Report every line in the items below that contains the string "left".

» Bounding box annotation items
------------
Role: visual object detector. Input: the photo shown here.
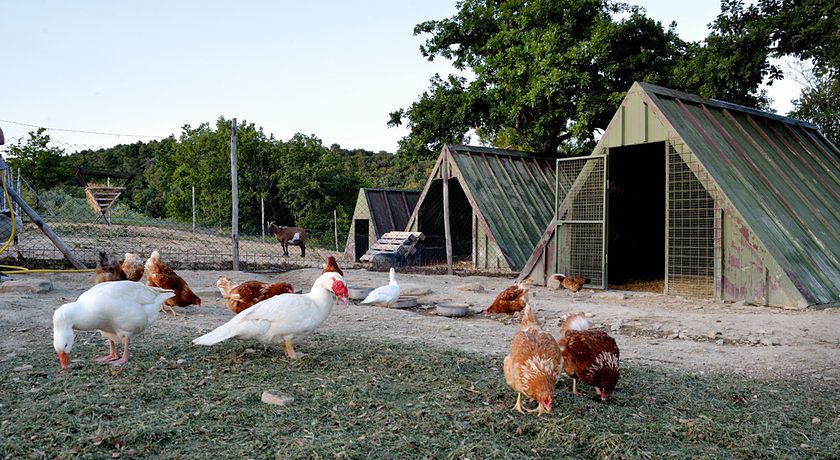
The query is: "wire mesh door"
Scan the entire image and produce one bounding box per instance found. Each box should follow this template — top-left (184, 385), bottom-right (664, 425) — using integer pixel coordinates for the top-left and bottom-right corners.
top-left (555, 155), bottom-right (607, 289)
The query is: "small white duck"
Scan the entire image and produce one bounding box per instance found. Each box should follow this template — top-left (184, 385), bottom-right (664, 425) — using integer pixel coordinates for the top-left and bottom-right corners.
top-left (193, 272), bottom-right (348, 359)
top-left (53, 281), bottom-right (175, 370)
top-left (362, 267), bottom-right (400, 308)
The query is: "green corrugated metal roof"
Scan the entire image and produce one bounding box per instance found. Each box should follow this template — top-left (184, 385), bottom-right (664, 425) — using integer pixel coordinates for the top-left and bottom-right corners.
top-left (445, 144), bottom-right (556, 271)
top-left (639, 83), bottom-right (840, 304)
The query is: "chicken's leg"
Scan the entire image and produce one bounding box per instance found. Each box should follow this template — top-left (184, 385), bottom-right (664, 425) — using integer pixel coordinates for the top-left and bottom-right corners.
------------
» TASK RESPONSE
Scan the entire image and produce one bounding box per instance found. Each box should follow this template — top-left (184, 385), bottom-right (664, 425) — using integer pixel coordinates for the top-left and bottom-right corners.
top-left (555, 155), bottom-right (607, 289)
Scan the entire image and produce one bounding box per instance found. Each box should follow this template — top-left (184, 385), bottom-right (664, 425) — using integer pixel coordinates for the top-left and bottom-right corners.
top-left (193, 272), bottom-right (348, 359)
top-left (53, 281), bottom-right (175, 370)
top-left (362, 267), bottom-right (400, 308)
Scan the entire image and produce one bounding box per instance found. Each box should follow this template — top-left (184, 385), bottom-right (664, 425) — using integer pixel coordinates for the top-left and bottom-right corners.
top-left (445, 144), bottom-right (556, 271)
top-left (639, 83), bottom-right (840, 304)
Scan the entire image and produce one bounding box per instance found. Each box should follow this template — top-left (184, 385), bottom-right (664, 425) — using integer pixel coordinates for the top-left and bottom-right corners.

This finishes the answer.